Text under study
- Opening Delimiter -

The recommended way to decompose and reconstruct cases which have load-balancing active is redistributePar:

# for reconstruction
runParallel redistributePar -reconstruct

Some issues were reported about usage of reconstructPar for case reconstruction, although simple workarounds are possible. See issue #7

Error indicators are the components which generate candidates for refinement and unrefinement routines. Typically, refinement candidates are the mesh cells which the user desires to refine to the maximum level of refinement. Unrefinement candidates are actually mesh vertices but the API is simplified to select vertices of provided cells, to keep the selection process consistent with the refinement part.

A few error indicators are provided. To add more, copy an original one, make the ::update() member method select the cells you want, and compile your class into its own shared library which you can load at case-level with the libs keyword in system/controlDict.

A fast-paced way to come up with specialized error estimators is to take advantage of the coded one:

• The tutorials show basic usage of the coded error indicator. For more info on this head to Options docs.

- Closing Delimiter -

Raw data
- Opening Delimiter -

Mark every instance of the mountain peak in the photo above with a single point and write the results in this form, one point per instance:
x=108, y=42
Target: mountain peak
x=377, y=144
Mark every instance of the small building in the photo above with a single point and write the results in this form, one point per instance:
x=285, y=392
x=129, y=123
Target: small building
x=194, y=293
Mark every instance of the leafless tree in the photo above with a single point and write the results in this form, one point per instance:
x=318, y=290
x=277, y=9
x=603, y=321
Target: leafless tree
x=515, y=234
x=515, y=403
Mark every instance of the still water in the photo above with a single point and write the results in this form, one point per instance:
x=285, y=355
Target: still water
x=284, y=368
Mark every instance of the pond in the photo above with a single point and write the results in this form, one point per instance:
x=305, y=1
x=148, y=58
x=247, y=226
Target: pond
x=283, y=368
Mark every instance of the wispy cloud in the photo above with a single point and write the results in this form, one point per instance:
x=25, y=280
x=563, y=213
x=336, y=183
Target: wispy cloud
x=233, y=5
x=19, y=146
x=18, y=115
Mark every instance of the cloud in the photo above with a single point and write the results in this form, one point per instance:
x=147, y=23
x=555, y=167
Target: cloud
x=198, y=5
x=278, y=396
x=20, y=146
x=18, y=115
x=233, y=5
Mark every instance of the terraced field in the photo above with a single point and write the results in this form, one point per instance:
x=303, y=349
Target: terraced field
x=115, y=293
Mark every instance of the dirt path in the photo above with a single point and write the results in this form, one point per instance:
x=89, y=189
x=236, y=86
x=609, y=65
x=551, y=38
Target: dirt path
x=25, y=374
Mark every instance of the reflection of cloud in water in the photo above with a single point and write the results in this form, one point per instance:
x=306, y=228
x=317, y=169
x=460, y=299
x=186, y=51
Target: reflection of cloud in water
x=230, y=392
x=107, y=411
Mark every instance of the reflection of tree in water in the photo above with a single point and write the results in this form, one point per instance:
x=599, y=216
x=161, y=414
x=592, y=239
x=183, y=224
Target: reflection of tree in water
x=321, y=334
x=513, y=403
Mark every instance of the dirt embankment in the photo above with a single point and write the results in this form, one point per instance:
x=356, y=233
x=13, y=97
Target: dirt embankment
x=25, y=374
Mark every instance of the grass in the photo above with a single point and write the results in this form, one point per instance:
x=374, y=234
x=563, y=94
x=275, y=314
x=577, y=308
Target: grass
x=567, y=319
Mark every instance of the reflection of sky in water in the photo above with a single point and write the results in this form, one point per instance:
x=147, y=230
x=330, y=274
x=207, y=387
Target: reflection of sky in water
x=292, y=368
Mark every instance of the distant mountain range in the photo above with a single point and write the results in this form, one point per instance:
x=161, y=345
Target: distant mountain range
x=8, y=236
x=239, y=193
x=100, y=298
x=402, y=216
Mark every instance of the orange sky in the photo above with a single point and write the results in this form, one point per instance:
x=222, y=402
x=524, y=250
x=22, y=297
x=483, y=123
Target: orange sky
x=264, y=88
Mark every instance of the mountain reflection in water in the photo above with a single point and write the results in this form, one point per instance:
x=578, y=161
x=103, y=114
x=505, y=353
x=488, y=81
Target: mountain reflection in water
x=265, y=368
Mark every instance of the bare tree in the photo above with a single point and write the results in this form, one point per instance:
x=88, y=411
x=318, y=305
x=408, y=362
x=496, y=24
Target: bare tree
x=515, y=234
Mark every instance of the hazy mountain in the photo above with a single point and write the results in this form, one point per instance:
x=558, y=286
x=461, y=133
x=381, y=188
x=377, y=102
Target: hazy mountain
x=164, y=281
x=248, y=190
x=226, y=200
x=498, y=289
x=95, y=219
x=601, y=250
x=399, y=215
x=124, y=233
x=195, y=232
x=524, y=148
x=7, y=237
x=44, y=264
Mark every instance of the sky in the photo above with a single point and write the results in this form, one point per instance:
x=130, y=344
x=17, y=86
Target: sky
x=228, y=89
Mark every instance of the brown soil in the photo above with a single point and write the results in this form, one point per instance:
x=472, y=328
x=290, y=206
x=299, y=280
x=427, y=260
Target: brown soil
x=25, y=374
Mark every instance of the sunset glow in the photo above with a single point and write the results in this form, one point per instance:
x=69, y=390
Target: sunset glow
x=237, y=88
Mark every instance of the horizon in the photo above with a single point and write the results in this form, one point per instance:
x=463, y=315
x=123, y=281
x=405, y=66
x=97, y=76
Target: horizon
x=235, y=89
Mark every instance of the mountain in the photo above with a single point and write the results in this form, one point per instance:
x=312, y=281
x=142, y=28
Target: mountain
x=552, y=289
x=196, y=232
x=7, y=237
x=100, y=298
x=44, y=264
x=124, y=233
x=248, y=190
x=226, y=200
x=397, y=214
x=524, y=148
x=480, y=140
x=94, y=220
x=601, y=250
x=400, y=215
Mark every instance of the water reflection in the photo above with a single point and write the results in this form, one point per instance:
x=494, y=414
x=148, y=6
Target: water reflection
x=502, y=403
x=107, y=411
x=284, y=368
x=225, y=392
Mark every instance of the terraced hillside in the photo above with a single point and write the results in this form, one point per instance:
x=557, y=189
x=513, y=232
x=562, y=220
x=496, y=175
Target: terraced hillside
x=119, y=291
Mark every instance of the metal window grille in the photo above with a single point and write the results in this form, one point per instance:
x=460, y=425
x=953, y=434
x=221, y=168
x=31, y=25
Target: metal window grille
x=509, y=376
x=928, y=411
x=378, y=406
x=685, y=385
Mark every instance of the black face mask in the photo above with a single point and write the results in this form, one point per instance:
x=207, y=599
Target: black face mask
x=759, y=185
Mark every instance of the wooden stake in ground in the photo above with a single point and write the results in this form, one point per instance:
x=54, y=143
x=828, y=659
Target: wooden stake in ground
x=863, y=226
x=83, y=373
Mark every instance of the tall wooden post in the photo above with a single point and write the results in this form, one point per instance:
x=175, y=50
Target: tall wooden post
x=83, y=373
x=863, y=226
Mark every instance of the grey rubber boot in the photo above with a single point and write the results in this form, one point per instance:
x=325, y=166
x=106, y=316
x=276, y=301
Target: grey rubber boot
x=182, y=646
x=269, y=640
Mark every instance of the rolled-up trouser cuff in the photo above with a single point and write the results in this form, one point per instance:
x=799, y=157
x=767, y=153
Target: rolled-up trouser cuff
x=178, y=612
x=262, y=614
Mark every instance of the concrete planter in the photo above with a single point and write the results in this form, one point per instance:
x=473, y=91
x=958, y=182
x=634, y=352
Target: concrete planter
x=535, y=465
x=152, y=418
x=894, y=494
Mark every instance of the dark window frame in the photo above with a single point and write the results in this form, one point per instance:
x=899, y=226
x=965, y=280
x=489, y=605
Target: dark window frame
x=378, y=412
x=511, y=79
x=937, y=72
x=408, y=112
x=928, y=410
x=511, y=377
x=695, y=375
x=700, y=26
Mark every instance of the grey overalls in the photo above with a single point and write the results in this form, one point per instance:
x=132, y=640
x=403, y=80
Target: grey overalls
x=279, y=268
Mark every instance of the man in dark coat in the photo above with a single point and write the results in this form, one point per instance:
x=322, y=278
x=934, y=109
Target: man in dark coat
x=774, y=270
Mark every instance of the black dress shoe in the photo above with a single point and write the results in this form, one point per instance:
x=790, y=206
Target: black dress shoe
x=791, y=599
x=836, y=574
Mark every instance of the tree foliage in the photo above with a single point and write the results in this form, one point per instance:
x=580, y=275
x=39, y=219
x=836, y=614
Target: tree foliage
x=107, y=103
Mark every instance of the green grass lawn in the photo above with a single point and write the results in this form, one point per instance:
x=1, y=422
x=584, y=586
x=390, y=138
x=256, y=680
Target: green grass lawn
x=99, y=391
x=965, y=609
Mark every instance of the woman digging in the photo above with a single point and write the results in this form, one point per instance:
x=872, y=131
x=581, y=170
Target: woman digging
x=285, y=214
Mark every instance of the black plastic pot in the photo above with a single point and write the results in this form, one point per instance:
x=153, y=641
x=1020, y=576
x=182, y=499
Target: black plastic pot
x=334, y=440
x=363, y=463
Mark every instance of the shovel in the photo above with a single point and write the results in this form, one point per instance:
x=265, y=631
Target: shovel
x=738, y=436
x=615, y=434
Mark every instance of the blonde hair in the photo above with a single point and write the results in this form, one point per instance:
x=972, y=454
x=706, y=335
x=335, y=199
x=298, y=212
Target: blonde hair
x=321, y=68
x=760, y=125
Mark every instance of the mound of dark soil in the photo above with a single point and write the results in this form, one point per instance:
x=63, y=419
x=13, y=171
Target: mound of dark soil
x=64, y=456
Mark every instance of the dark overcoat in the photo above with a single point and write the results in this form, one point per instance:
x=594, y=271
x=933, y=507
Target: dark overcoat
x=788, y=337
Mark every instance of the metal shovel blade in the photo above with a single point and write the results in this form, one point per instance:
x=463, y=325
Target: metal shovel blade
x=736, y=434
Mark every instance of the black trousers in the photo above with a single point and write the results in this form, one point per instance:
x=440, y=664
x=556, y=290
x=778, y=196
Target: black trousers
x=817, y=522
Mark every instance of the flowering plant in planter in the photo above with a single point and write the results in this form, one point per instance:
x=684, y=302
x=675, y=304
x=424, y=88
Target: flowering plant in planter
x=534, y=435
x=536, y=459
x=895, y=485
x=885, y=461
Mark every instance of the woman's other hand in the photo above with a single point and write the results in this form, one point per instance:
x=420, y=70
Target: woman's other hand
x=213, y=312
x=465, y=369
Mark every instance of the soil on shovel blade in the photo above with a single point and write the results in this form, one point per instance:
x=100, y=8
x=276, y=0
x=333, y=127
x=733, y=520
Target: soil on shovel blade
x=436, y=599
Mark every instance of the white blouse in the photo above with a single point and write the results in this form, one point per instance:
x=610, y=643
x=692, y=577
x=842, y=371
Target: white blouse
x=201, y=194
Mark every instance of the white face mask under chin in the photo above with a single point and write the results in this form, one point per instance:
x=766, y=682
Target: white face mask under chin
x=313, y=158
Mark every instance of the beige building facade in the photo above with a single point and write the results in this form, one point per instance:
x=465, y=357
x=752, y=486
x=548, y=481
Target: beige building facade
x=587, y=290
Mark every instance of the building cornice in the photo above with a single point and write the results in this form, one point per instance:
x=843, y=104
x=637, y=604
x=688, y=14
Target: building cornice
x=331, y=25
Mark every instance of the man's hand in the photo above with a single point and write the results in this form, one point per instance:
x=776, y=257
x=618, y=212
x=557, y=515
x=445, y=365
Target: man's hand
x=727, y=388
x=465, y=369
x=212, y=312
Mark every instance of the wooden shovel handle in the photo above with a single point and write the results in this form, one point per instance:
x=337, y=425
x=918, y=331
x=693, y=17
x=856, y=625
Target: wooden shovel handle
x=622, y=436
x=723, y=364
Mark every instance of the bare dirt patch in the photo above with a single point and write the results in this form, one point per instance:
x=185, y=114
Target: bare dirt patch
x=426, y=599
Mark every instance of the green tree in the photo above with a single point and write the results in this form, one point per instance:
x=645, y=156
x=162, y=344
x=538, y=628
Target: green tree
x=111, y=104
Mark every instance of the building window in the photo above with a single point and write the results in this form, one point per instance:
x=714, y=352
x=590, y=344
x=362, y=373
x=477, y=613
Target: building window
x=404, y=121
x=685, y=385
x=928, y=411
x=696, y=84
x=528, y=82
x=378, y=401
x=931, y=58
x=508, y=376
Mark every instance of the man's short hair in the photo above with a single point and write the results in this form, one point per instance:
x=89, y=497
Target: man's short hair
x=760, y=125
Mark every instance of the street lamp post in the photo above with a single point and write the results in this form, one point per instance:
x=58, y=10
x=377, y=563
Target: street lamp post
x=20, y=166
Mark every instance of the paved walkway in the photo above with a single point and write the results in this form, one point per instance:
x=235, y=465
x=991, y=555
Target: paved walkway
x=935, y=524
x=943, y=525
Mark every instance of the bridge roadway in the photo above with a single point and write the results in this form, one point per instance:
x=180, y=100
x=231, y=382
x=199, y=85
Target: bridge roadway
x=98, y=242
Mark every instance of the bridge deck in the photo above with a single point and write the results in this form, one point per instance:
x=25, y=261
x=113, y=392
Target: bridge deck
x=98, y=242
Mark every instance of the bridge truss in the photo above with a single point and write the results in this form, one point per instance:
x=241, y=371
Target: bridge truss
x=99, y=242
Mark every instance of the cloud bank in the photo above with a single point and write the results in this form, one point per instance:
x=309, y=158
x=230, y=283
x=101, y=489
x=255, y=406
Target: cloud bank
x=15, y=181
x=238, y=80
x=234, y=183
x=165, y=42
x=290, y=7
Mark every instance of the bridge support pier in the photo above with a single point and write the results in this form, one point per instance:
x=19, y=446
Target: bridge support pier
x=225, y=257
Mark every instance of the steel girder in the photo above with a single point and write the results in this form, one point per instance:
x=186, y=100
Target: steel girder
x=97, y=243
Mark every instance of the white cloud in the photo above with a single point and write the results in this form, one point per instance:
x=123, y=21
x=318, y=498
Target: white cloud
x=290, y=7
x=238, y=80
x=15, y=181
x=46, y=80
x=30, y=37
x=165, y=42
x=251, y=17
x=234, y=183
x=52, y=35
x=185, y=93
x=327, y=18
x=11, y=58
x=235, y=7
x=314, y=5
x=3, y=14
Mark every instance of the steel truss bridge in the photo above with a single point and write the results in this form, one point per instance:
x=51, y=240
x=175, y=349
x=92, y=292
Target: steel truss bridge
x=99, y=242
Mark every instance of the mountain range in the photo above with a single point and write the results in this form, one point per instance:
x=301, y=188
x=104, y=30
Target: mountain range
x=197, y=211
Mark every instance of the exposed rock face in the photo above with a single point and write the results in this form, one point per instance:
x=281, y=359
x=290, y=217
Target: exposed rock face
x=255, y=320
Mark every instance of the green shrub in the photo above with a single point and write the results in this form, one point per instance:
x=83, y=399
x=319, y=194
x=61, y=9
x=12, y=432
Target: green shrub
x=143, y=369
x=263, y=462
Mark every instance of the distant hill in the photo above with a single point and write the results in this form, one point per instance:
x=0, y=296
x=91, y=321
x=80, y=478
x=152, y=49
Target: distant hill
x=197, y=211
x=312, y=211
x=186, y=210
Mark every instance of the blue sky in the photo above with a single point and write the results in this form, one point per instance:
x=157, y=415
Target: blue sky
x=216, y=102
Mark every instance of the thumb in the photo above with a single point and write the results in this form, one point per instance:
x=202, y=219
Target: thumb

- Closing Delimiter -

Exercises to complete
a) Rewrite the stretch of the error indicator text from "Error indicators are the" through "to Options docs.", replacing "shared library" with "dynamic library".
b) Carry on the error indicator text from where it stops.

Answers per task
a)
Error indicators are the components which generate candidates for refinement and unrefinement routines. Typically, refinement candidates are the mesh cells which the user desires to refine to the maximum level of refinement. Unrefinement candidates are actually mesh vertices but the API is simplified to select vertices of provided cells, to keep the selection process consistent with the refinement part.

A few error indicators are provided. To add more, copy an original one, make the ::update() member method select the cells you want, and compile your class into its own dynamic library which you can load at case-level with the libs keyword in system/controlDict.

A fast-paced way to come up with specialized error estimators is to take advantage of the coded one:

• The tutorials show basic usage of the coded error indicator. For more info on this head to Options docs.

b)
• Invoke updateMesh at least once on the case to compile the dynamic code. This will happen regardless if you run a solver too.
• Copy the generated shared library to your $FOAM_USER_LIBBIN (You can find the library inside <your-case>/dynamicCode).
• Load the copied library by its filename in system/controlDict
• Adjust errorEstimator keyword in constant/dynamicMeshDict to use the new class type name.
• If you care about the source code, copy *Template.[HC] files from dynamicCode/<yourErrorEstimatorName> somewhere, clean them up of any dynamic-loading artifacts (some global functions, sha1s .... etc). These are valid c++ files, so you can compile them into a separate library and use it instead.